NIST SP 800-171 Rev 2 requirement 3.7.5 mandates that organizations require multi-factor authentication to establish nonlocal maintenance sessions conducted over external network connections, ensuring that remote maintenance personnel cannot access systems using single-factor credentials alone. Nonlocal maintenance refers to any maintenance activity performed by individuals who are not physically present at the system being maintained, typically executed via remote access technologies such as VPN, RDP, SSH, or vendor-specific remote support tools. The practice has two distinct assessment objectives: first, MFA must be enforced at session establishment for all such connections; second, the nonlocal maintenance session must be explicitly terminated once the maintenance task is complete, preventing persistent unauthorized access. This requirement is grounded in the broader NIST 800-171 maintenance family, which recognizes that remote access for maintenance purposes represents a high-risk attack vector if not properly controlled. Both the authentication strength and the session lifecycle must be actively managed to satisfy this practice.

+++

* **WRITTEN REQUEST 1**:
In the passage on NIST requirement 3.7.5, what must be done with a nonlocal maintenance session once the maintenance task is complete?
The NIST requirement text and the listing that follows are independent of each other.

+++

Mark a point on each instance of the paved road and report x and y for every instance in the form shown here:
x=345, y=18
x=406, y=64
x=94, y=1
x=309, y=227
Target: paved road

+++

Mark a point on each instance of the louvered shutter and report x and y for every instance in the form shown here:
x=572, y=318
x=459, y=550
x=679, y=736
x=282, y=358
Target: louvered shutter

+++

* **WRITTEN REQUEST 2**:
Format the listing lines as a Markdown table with columns Number and Listing line, starting at the line containing "Mark a point on each instance of the paved" and continuing through the line containing "Target: paved road", with blank lines omitted.

* **EXERCISE RESULT 1**:
The session must be explicitly terminated.

* **EXERCISE RESULT 2**:
| Number | Listing line |
|---|---|
| 1 | Mark a point on each instance of the paved road and report x and y for every instance in the form shown here: |
| 2 | x=345, y=18 |
| 3 | x=406, y=64 |
| 4 | x=94, y=1 |
| 5 | x=309, y=227 |
| 6 | Target: paved road |